:: Texto de estudio

A pesar de tener una población aproximadamente tres veces mayor que la del noroeste, las zonas bajo el control de Assad informaron de un recuento de casos mucho menor. El régimen informó de unos 15.000 nuevos contagios en septiembre, cuando el Delta alcanzó su punto máximo, y sólo 324 muertes entre agosto y octubre. Como mínimo, la OMS y otras autoridades estadísticas deberían anunciar que han perdido la confianza en las cifras procedentes de Damasco y dejar de difundirlas. Para la OMS, esto representaría un primer paso notable para poner fin a sus años de deferencia hacia un régimen que bombardea hospitales y castiga a las poblaciones desfavorecidas privándolas de asistencia sanitaria.

::::
:: Conjunto de ítems

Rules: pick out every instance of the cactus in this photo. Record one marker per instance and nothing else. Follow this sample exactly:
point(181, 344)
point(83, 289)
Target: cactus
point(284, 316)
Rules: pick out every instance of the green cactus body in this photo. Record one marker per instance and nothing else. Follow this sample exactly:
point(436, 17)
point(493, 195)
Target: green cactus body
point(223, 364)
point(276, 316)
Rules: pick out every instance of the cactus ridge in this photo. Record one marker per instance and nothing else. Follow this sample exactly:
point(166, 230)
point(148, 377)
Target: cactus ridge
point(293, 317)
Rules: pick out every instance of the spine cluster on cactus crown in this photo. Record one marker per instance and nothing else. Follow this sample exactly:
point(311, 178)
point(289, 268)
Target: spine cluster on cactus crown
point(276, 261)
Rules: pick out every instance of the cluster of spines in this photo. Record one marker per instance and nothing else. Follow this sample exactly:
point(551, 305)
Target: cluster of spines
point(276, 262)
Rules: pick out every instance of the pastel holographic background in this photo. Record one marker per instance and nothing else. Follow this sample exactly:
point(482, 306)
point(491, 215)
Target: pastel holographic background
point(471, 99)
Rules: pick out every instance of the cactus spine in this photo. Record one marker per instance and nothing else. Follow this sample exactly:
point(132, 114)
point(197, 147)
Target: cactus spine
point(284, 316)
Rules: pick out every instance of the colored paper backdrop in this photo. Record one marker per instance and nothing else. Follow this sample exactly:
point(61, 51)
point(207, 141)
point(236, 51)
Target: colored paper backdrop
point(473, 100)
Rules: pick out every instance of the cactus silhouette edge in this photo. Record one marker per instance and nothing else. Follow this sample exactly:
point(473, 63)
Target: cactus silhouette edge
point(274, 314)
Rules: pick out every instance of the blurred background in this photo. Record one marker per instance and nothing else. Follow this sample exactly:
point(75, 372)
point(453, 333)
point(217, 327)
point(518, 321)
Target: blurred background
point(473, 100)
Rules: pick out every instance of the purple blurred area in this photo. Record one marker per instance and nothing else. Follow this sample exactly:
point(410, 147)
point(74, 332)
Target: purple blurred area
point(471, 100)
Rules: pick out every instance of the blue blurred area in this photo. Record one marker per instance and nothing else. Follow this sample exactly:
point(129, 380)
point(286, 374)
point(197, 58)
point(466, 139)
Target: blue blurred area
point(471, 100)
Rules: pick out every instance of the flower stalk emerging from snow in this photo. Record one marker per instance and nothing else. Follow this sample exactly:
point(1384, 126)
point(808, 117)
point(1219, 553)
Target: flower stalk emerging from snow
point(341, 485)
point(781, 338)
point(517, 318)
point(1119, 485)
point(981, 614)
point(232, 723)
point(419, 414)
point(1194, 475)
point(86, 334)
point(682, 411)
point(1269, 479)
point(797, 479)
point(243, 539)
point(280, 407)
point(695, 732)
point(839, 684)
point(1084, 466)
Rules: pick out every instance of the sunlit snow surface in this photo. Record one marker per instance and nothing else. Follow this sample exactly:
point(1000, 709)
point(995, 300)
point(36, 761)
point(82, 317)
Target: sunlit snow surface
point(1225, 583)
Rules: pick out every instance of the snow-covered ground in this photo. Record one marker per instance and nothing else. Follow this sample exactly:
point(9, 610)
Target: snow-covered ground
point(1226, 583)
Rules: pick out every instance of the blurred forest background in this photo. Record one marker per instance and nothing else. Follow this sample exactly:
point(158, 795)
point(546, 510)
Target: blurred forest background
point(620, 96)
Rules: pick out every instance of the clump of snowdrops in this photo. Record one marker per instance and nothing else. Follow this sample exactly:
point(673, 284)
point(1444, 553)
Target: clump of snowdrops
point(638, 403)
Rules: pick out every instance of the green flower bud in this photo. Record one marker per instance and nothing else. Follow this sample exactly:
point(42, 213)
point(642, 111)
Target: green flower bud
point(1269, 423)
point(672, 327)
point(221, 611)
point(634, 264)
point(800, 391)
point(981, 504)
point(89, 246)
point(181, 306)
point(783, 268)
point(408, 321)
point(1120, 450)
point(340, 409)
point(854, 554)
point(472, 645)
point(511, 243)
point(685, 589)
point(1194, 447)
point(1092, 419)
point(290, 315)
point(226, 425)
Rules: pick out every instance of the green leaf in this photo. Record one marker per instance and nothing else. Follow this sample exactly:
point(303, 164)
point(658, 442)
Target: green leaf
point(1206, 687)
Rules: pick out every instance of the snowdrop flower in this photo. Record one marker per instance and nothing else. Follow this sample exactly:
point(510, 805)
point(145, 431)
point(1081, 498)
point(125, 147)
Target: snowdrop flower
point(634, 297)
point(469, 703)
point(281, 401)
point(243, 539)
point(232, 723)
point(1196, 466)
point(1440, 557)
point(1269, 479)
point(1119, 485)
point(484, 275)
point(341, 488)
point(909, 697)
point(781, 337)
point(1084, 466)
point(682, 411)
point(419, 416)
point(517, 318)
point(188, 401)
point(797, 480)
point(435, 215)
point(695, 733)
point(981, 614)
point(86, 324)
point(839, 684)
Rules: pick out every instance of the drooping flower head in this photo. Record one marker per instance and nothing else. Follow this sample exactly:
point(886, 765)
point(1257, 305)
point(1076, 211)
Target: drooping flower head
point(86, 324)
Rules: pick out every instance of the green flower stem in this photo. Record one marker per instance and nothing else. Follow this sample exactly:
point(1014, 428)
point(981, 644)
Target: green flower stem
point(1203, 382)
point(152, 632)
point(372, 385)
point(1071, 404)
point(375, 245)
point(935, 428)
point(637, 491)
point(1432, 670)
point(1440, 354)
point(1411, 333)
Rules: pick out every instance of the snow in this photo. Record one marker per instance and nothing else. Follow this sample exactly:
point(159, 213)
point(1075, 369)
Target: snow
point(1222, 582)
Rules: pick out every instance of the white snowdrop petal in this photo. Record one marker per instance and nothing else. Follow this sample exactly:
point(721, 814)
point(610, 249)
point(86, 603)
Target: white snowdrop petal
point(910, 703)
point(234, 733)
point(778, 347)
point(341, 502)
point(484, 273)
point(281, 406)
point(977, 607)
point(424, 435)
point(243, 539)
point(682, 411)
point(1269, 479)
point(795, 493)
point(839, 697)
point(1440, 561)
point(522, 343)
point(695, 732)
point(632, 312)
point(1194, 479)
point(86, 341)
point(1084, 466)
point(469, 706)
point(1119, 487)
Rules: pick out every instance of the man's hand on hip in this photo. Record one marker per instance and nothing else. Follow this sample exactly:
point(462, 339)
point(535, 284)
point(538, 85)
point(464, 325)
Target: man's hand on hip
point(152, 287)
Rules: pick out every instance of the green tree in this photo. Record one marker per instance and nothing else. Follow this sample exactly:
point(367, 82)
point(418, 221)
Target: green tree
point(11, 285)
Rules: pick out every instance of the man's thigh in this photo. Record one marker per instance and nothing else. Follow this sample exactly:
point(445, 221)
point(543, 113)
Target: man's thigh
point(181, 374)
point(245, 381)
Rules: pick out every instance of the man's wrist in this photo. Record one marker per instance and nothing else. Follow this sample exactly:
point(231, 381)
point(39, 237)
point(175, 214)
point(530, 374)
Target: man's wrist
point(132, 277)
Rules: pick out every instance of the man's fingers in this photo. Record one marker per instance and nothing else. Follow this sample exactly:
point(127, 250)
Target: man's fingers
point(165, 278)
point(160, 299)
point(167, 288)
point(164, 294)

::::

- _Sobre el ejercicio_:
Responde con datos del texto de estudio:
(a) ¿Cuántos nuevos contagios informó el régimen en septiembre?
(b) ¿Cuántas muertes informó entre agosto y octubre?
(c) Según el texto, ¿qué deberían anunciar como mínimo la OMS y otras autoridades estadísticas?
Los ítems son material independiente del texto de estudio.

- _Resultado del ejercicio_:
(a) Unos 15.000 nuevos contagios.
(b) 324 muertes.
(c) Que han perdido la confianza en las cifras procedentes de Damasco, y deberían dejar de difundirlas.